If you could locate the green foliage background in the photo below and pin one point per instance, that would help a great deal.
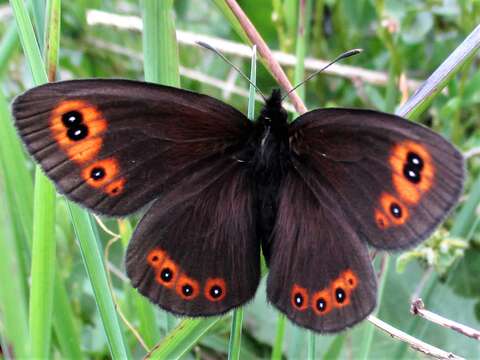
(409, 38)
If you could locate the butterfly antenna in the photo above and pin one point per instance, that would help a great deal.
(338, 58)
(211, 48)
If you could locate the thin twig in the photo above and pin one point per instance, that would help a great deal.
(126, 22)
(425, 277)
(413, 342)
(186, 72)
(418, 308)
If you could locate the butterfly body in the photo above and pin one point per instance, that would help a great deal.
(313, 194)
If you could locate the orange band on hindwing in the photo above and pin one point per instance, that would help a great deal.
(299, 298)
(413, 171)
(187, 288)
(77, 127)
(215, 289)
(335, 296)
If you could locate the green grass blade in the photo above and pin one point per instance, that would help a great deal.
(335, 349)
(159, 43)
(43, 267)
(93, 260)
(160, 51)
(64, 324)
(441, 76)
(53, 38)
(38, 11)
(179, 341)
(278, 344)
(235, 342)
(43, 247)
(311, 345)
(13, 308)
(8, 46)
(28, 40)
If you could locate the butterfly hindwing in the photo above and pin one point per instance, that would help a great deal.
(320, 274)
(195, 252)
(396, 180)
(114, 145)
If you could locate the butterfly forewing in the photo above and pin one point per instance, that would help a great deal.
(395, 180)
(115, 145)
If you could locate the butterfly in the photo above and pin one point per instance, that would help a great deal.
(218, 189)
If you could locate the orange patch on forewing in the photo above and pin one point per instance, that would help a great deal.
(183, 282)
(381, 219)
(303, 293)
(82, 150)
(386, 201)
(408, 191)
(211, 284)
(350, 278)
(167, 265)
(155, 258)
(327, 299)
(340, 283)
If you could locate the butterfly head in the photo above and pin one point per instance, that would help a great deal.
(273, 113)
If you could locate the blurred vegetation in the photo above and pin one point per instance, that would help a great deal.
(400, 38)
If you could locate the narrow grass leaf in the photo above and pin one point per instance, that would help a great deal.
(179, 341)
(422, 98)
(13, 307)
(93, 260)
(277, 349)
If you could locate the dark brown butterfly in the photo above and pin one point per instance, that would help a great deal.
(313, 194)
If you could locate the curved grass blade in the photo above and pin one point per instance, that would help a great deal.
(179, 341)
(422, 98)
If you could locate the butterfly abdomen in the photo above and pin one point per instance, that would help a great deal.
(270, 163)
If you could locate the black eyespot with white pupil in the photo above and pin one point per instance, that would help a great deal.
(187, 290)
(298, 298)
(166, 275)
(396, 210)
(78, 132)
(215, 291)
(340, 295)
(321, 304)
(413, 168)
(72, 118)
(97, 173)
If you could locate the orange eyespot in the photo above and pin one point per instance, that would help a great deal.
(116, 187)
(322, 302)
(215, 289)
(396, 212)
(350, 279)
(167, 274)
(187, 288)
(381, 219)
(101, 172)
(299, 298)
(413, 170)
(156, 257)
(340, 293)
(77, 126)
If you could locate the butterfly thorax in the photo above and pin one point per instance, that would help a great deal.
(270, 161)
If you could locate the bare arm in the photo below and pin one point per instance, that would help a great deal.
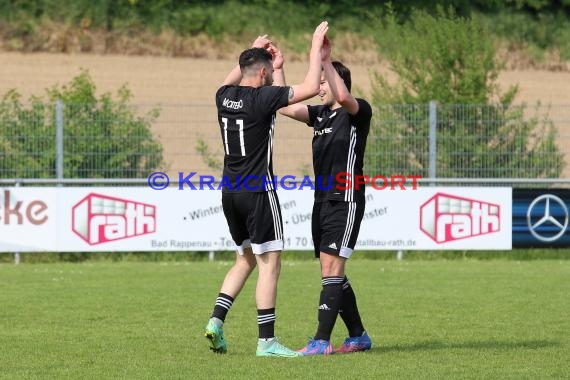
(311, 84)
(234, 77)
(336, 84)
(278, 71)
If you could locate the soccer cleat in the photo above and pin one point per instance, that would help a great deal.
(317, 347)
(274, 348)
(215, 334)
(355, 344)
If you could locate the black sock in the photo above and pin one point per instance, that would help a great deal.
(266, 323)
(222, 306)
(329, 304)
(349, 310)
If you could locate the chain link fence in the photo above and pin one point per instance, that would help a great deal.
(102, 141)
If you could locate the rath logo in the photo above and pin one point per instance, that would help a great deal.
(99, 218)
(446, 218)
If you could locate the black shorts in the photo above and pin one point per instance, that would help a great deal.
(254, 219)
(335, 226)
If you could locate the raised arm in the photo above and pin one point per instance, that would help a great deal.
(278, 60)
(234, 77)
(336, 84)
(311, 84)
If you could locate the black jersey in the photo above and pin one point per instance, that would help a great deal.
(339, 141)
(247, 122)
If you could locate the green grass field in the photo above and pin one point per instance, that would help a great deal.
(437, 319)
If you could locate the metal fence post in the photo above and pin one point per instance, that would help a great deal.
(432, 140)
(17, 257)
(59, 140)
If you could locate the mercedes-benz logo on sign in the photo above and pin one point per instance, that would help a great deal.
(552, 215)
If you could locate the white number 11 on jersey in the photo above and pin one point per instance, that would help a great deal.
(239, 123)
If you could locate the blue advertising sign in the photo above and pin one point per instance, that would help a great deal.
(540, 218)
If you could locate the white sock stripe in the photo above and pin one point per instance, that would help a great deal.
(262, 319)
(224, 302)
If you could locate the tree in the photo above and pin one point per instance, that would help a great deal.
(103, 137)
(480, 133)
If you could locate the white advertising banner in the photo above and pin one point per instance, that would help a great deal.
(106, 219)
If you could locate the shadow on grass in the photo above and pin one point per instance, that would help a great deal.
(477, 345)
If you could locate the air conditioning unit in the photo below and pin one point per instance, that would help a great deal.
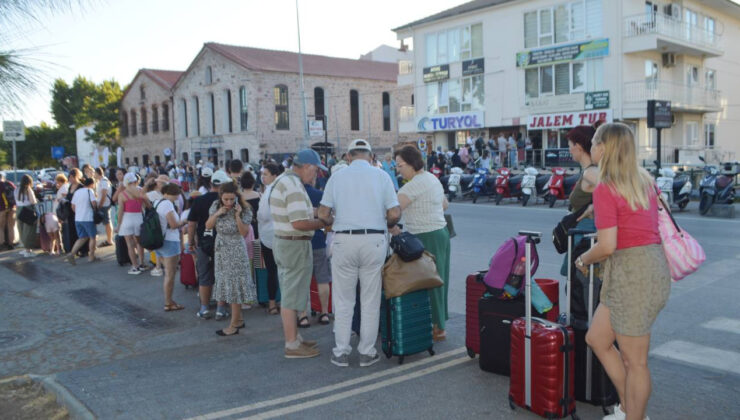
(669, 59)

→ **Exercise brief**: Leave out every picture, and repeat word for word only the lines from the one holding "If you could locate the white number" through the end of the entries above, both ends included.

→ **Answer for this exercise**:
If you could locate the white number 11 on jersey in the photo above and pin one point per instance, that would help a great deal.
(239, 123)
If you could locate the blue advertising sign in the photo above and pin one point per instance, that would help a great deal.
(540, 218)
If you could locate the white sock stripe in the photo above and pin one point per instance, that would help a great deal.
(262, 319)
(224, 302)
If you could locate the tree in the photo above and pin one point per instance, that would help a great deal.
(103, 137)
(480, 133)
If you could locate the white advertising banner in the photo above and pin one point per instance, that would help a great deal.
(106, 219)
If you could locate the shadow on grass in the photo above and pin one point per instance, that would help a great deal.
(477, 345)
If you could locate the air conditioning unit in the photo below and pin one point per instance, that would help a great deal.
(669, 59)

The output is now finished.